▶ SUPPLIED RECORDS:
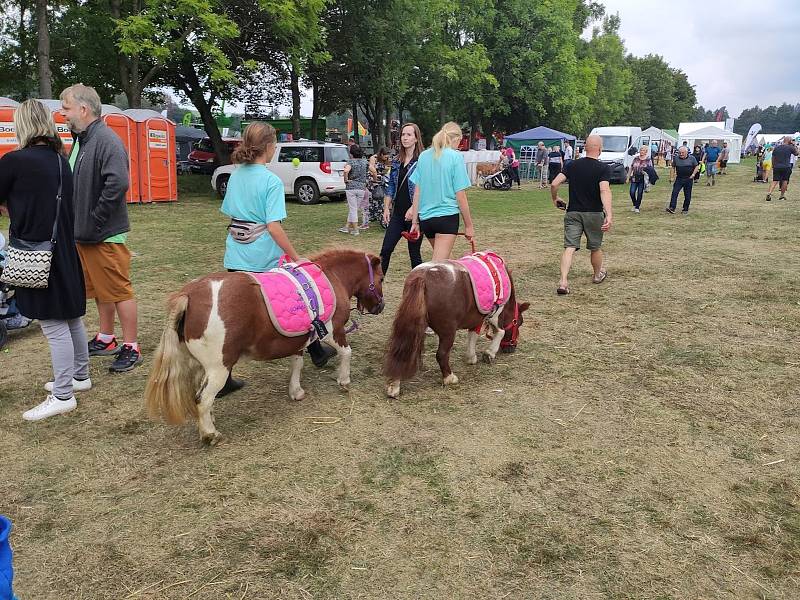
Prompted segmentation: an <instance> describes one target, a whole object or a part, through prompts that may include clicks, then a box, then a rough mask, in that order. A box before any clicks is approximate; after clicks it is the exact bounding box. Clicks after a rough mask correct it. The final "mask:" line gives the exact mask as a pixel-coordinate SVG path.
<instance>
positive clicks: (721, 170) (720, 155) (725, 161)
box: [719, 142, 731, 175]
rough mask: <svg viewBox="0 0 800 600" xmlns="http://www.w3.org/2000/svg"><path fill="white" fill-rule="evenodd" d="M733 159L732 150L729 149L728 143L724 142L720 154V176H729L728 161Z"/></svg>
mask: <svg viewBox="0 0 800 600" xmlns="http://www.w3.org/2000/svg"><path fill="white" fill-rule="evenodd" d="M730 157H731V151H730V148H728V142H722V151H721V152H720V153H719V174H720V175H727V174H728V159H729V158H730Z"/></svg>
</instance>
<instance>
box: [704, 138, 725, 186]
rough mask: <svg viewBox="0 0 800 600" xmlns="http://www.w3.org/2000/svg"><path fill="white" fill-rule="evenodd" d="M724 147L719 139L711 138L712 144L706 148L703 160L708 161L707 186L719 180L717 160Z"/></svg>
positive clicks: (714, 182) (711, 141)
mask: <svg viewBox="0 0 800 600" xmlns="http://www.w3.org/2000/svg"><path fill="white" fill-rule="evenodd" d="M721 152H722V149H721V148H720V147H719V142H717V140H711V144H709V145H708V147H707V148H706V155H705V156H704V157H703V160H704V161H705V163H706V180H707V181H706V186H707V187H711V186H713V185H716V183H717V181H716V178H717V160H718V159H719V155H720V153H721Z"/></svg>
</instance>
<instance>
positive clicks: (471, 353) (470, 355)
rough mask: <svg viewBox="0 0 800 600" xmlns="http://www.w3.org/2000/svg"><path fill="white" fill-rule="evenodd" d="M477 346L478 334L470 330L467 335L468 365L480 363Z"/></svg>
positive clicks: (477, 343) (471, 330)
mask: <svg viewBox="0 0 800 600" xmlns="http://www.w3.org/2000/svg"><path fill="white" fill-rule="evenodd" d="M477 346H478V334H477V333H475V332H474V331H472V330H470V331H469V332H468V333H467V364H470V365H474V364H475V363H477V362H478V354H477V352H476V348H477Z"/></svg>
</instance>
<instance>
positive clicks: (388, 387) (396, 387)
mask: <svg viewBox="0 0 800 600" xmlns="http://www.w3.org/2000/svg"><path fill="white" fill-rule="evenodd" d="M386 395H387V396H389V398H397V397H398V396H399V395H400V380H399V379H395V380H394V381H390V382H389V385H388V386H386Z"/></svg>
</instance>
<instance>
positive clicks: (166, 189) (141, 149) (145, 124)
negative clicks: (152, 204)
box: [124, 108, 178, 202]
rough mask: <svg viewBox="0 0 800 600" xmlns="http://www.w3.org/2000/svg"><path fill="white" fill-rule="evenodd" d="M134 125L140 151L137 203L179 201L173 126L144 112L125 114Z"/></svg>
mask: <svg viewBox="0 0 800 600" xmlns="http://www.w3.org/2000/svg"><path fill="white" fill-rule="evenodd" d="M124 114H126V115H127V116H128V117H130V118H131V119H132V120H133V121H135V122H136V131H137V139H138V149H139V157H138V161H139V202H175V201H177V200H178V179H177V173H178V170H177V169H178V164H177V158H176V156H177V155H176V152H175V123H173V122H172V121H170V120H169V119H167V118H166V117H163V116H161V114H159V113H157V112H155V111H153V110H147V109H140V108H131V109H128V110H126V111H125V113H124Z"/></svg>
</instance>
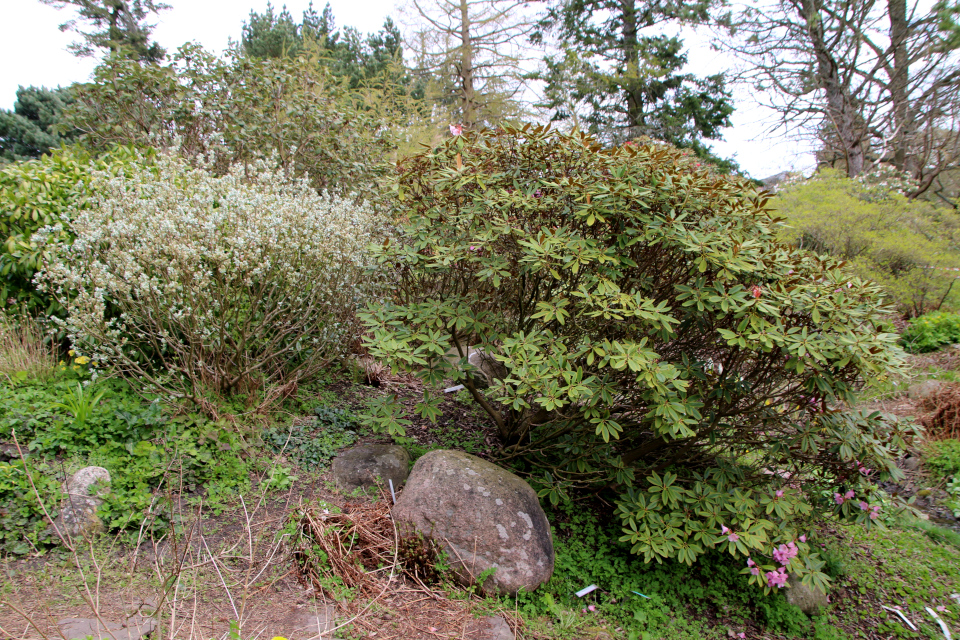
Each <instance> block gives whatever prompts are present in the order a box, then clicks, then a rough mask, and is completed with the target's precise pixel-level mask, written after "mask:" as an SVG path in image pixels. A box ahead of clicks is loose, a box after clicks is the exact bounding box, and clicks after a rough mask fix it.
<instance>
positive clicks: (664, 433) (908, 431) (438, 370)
mask: <svg viewBox="0 0 960 640" xmlns="http://www.w3.org/2000/svg"><path fill="white" fill-rule="evenodd" d="M395 193H396V199H397V202H398V204H397V207H398V211H397V216H398V220H399V221H400V229H401V231H400V233H398V235H397V238H396V239H395V240H392V241H390V242H387V243H384V244H383V245H382V246H381V247H380V248H379V249H378V261H379V263H380V265H381V266H382V268H383V269H384V270H389V271H390V273H392V274H393V278H394V282H395V290H396V292H397V293H396V295H395V296H394V297H393V298H392V299H388V300H387V301H386V302H385V303H384V304H383V305H377V306H371V307H370V308H368V310H367V312H366V314H365V316H364V318H365V321H366V323H367V326H368V328H369V329H370V331H371V332H372V338H371V339H370V340H369V342H368V344H369V348H370V350H371V353H372V354H374V355H375V356H376V357H378V358H381V359H383V360H384V361H385V362H388V363H389V364H391V365H392V366H394V367H399V368H403V369H407V370H410V371H414V372H417V373H418V374H419V375H420V376H421V377H422V378H423V379H424V381H425V383H427V386H426V387H425V395H424V399H423V401H422V402H421V403H420V404H419V405H418V407H417V411H418V412H419V413H420V414H421V415H422V416H424V417H430V416H432V415H434V414H435V403H436V401H437V400H436V396H431V394H430V391H429V385H430V384H434V385H435V384H437V383H439V382H441V381H442V380H444V379H448V378H449V379H453V380H455V381H460V382H462V383H463V384H464V385H466V387H467V389H468V390H469V391H470V393H471V395H472V397H473V398H474V400H475V401H476V402H477V404H479V405H480V406H481V407H483V409H484V410H485V411H486V413H487V414H488V415H489V417H490V419H491V420H492V421H493V422H494V423H495V424H496V427H497V429H498V432H499V435H500V440H501V442H502V443H503V449H502V451H501V454H500V458H501V460H503V461H505V462H507V463H508V464H509V463H511V462H512V463H514V464H515V465H516V467H517V468H518V469H519V470H521V471H525V472H526V473H528V474H529V476H530V477H532V481H533V482H534V483H535V484H536V486H538V487H539V489H540V495H541V496H543V497H544V498H546V499H548V500H549V501H550V502H552V503H554V504H556V503H558V502H560V501H561V500H563V499H565V498H566V496H567V495H568V492H569V491H570V490H573V489H576V488H578V487H591V486H592V487H602V486H614V487H616V489H617V492H618V493H619V498H618V506H617V512H618V515H619V517H620V518H621V521H622V525H623V537H624V540H628V541H629V542H630V543H631V544H632V545H633V547H632V548H633V551H634V552H635V553H638V554H640V555H642V556H643V557H644V559H645V560H646V561H654V560H655V561H658V562H659V561H662V560H664V559H668V558H676V559H679V560H680V561H682V562H685V563H688V564H689V563H692V562H694V561H695V560H697V559H698V558H699V557H701V556H702V555H704V554H705V553H708V552H709V551H710V550H711V549H720V550H722V551H724V552H729V553H731V554H733V555H734V556H735V557H737V558H739V561H740V562H742V563H743V565H742V566H743V571H744V572H745V573H746V574H750V580H751V581H752V582H753V583H754V584H757V585H760V586H762V587H764V588H771V587H782V586H784V585H785V582H786V578H787V573H788V572H791V573H796V574H799V575H802V576H804V580H805V582H808V583H810V584H816V585H821V586H822V585H823V584H824V583H825V581H826V575H825V574H824V573H823V572H822V570H821V569H822V567H823V563H822V560H820V559H818V557H817V554H816V552H815V550H813V549H811V548H810V546H809V543H808V542H807V533H808V532H809V529H808V527H810V526H811V523H810V521H809V520H808V518H809V517H810V516H823V515H829V514H832V515H836V516H838V517H842V518H844V519H849V520H851V521H857V522H860V523H863V524H866V525H869V524H870V523H871V522H872V521H874V520H875V519H876V518H877V517H878V514H879V512H880V509H881V505H880V500H879V497H878V494H877V492H876V491H877V490H876V485H875V484H874V482H875V480H876V479H878V478H888V477H893V478H895V477H897V476H898V475H899V471H898V470H897V468H896V465H895V463H894V460H895V458H896V457H897V456H898V455H900V451H901V450H902V449H903V447H904V446H905V445H906V444H907V442H908V441H909V440H910V439H911V438H913V437H914V436H915V435H916V431H915V428H914V427H913V426H912V425H910V424H908V423H901V422H899V421H897V420H895V419H890V420H888V419H884V418H882V417H881V416H880V415H879V414H878V413H876V412H869V411H858V410H846V409H845V408H844V407H845V406H849V405H850V404H852V403H853V402H854V401H855V394H856V391H857V389H858V387H859V385H860V384H861V383H862V380H863V379H864V378H865V377H884V376H887V375H890V374H892V373H894V372H896V371H897V370H898V369H899V368H900V367H901V364H902V359H901V355H900V352H899V350H898V349H897V348H896V344H895V343H896V335H895V334H894V333H892V332H890V331H889V330H888V329H887V325H886V324H885V318H886V317H885V315H884V311H885V310H884V309H883V308H882V307H881V306H880V305H879V298H880V289H879V288H878V287H877V286H876V285H874V284H872V283H870V282H867V281H865V280H862V279H861V278H859V277H858V276H857V275H856V274H855V273H853V272H851V271H850V270H847V269H845V268H843V266H842V265H841V264H840V263H839V262H838V261H836V260H834V259H831V258H829V257H820V256H817V255H815V254H812V253H809V252H806V251H803V250H799V249H797V248H794V247H790V246H786V245H784V244H781V243H780V242H778V241H777V234H778V233H779V231H780V229H781V227H780V226H779V224H778V221H777V220H776V219H775V218H774V216H773V215H772V213H771V211H770V210H769V208H768V206H767V205H768V196H765V195H763V194H761V193H758V192H756V191H755V190H754V188H753V187H752V186H751V185H750V184H749V183H747V182H745V181H742V180H738V179H729V178H723V177H718V176H716V175H714V174H712V173H710V172H707V171H703V170H701V169H699V168H698V167H697V165H696V162H695V161H694V160H692V159H691V158H689V157H686V156H684V155H683V154H682V152H680V151H678V150H676V149H673V148H671V147H668V146H665V145H657V144H648V145H642V146H641V145H625V146H623V147H621V148H616V149H602V148H601V147H599V146H598V145H596V144H595V143H594V142H593V141H592V140H590V139H589V138H588V137H584V136H581V135H579V134H572V135H565V134H560V133H557V132H554V131H550V130H549V129H547V128H543V127H533V126H528V127H525V128H523V129H501V130H497V131H487V132H480V133H472V132H471V133H465V134H463V135H459V136H455V137H453V138H451V139H449V140H448V141H447V142H446V143H444V144H442V145H440V146H439V147H437V148H435V149H433V150H430V151H427V152H424V153H422V154H420V155H418V156H414V157H412V158H409V159H407V160H406V161H405V162H403V163H401V165H400V166H399V169H398V177H397V180H396V187H395ZM471 347H472V348H480V349H482V350H484V351H485V352H486V353H487V354H488V356H489V357H491V358H493V359H495V360H496V362H497V363H499V364H500V365H501V366H502V369H503V370H502V373H501V374H500V375H499V376H498V378H499V379H498V380H496V381H495V382H494V384H493V385H492V386H491V388H490V389H489V390H487V391H485V392H481V390H480V389H478V388H477V385H476V384H475V381H474V378H473V376H472V375H468V373H466V372H468V371H469V369H470V367H469V366H468V365H467V363H466V356H467V349H468V348H471ZM451 349H453V350H455V352H457V353H459V354H460V356H461V358H462V359H461V361H460V363H459V364H452V363H450V362H448V360H447V358H445V357H444V356H445V354H446V353H447V352H448V351H449V350H451ZM403 413H404V411H403V408H402V407H401V406H400V405H399V404H397V403H396V402H394V401H393V400H392V399H391V398H390V397H389V396H386V397H385V398H384V399H383V401H382V402H380V403H379V404H376V405H375V406H373V407H372V409H371V415H370V419H369V423H370V424H371V425H373V426H374V427H376V428H380V429H383V430H385V431H388V432H389V433H391V434H395V435H402V434H403V433H404V430H405V420H406V418H405V417H404V415H403Z"/></svg>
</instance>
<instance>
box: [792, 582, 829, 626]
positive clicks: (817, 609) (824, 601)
mask: <svg viewBox="0 0 960 640" xmlns="http://www.w3.org/2000/svg"><path fill="white" fill-rule="evenodd" d="M784 595H786V597H787V602H788V603H789V604H792V605H793V606H795V607H800V610H801V611H803V612H804V613H805V614H807V615H808V616H816V615H819V614H820V611H821V610H822V609H824V608H826V606H827V604H829V603H828V602H827V594H825V593H824V592H823V591H820V590H819V589H811V588H809V587H807V586H806V585H804V584H803V583H802V582H800V580H798V579H797V578H796V577H794V576H790V577H789V578H787V589H786V591H785V593H784Z"/></svg>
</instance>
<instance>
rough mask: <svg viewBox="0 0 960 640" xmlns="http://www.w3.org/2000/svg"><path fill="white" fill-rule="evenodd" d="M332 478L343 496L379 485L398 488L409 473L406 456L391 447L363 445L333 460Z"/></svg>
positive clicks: (407, 462) (401, 450) (400, 485)
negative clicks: (350, 492) (341, 491)
mask: <svg viewBox="0 0 960 640" xmlns="http://www.w3.org/2000/svg"><path fill="white" fill-rule="evenodd" d="M332 467H333V468H332V471H333V479H334V482H336V483H337V486H338V487H339V488H340V489H341V490H342V491H345V492H347V493H350V492H351V491H354V490H356V489H360V488H363V489H366V488H369V487H375V486H377V482H380V483H381V484H382V485H383V486H384V487H386V486H389V483H388V482H387V481H388V480H393V488H394V489H399V488H400V487H401V486H402V485H403V483H404V482H406V480H407V476H408V475H409V474H410V454H409V453H407V451H406V449H404V448H403V447H398V446H397V445H393V444H365V445H361V446H359V447H354V448H352V449H348V450H347V451H344V452H343V453H341V454H340V455H339V456H337V457H336V458H334V459H333V465H332Z"/></svg>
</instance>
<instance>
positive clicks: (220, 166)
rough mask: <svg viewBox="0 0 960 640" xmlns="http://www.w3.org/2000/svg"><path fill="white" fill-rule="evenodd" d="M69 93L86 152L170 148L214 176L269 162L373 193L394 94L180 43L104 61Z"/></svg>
mask: <svg viewBox="0 0 960 640" xmlns="http://www.w3.org/2000/svg"><path fill="white" fill-rule="evenodd" d="M74 97H75V101H74V102H73V103H72V104H71V106H70V108H69V109H68V110H67V113H66V115H65V117H66V120H67V121H68V122H69V124H70V126H72V127H75V128H76V129H77V130H79V131H81V132H82V133H83V138H82V139H83V141H84V142H85V143H86V144H88V145H90V146H91V147H92V148H94V149H97V150H103V149H109V148H111V147H113V146H114V145H117V144H121V145H130V144H133V145H138V146H153V147H157V148H168V147H175V148H177V149H178V151H179V153H180V154H181V155H182V156H183V157H185V158H188V159H190V160H191V161H194V162H195V163H197V164H201V165H203V164H206V165H207V166H209V167H210V168H212V169H213V170H214V171H215V172H216V173H218V174H219V173H223V172H225V171H227V170H228V169H229V167H230V166H232V165H234V164H244V165H252V164H253V163H255V162H256V161H258V160H270V162H271V166H273V167H280V168H282V169H283V171H284V172H285V173H286V174H287V175H305V176H307V177H308V178H309V179H310V181H311V183H312V184H313V186H314V187H315V188H317V189H318V190H326V191H330V192H333V193H336V194H338V195H343V196H346V195H348V194H350V193H367V192H370V191H373V190H375V189H376V181H377V180H378V178H379V177H381V176H383V175H385V174H386V173H387V172H388V170H389V162H388V159H387V155H388V154H389V153H390V152H392V151H393V150H394V149H395V147H396V144H395V140H394V129H393V128H392V126H391V124H392V123H393V119H394V118H397V117H398V114H397V108H396V107H397V105H395V104H394V101H393V98H394V97H395V96H392V95H391V94H390V93H389V92H376V91H373V90H370V91H362V90H348V89H347V88H346V87H345V86H344V85H343V84H342V83H341V82H340V80H338V79H337V78H336V77H334V76H333V74H332V72H331V71H330V69H329V68H328V67H326V66H324V65H321V64H318V63H317V61H316V60H310V59H307V58H298V59H290V58H266V59H253V58H245V57H241V56H239V55H234V54H230V55H228V56H226V57H225V58H220V57H217V56H214V55H212V54H210V53H208V52H207V51H204V50H203V49H202V48H201V47H199V46H197V45H195V44H188V45H184V46H183V47H181V48H180V49H179V50H178V51H177V52H176V53H175V54H174V55H173V56H171V59H170V61H169V63H168V64H163V65H161V64H144V63H141V62H138V61H136V60H131V59H124V58H120V57H112V58H110V59H108V60H106V61H105V62H104V63H103V64H102V65H100V66H99V67H97V69H96V71H95V72H94V78H93V82H91V83H87V84H80V85H75V86H74ZM211 161H212V162H211Z"/></svg>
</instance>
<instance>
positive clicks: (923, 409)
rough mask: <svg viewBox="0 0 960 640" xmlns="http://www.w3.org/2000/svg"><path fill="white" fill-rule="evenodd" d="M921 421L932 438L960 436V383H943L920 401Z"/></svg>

▶ TASK DETAILS: Reply with the count alone: how many lines of the records contain the string "gives"?

▶ OUTPUT BELOW: 2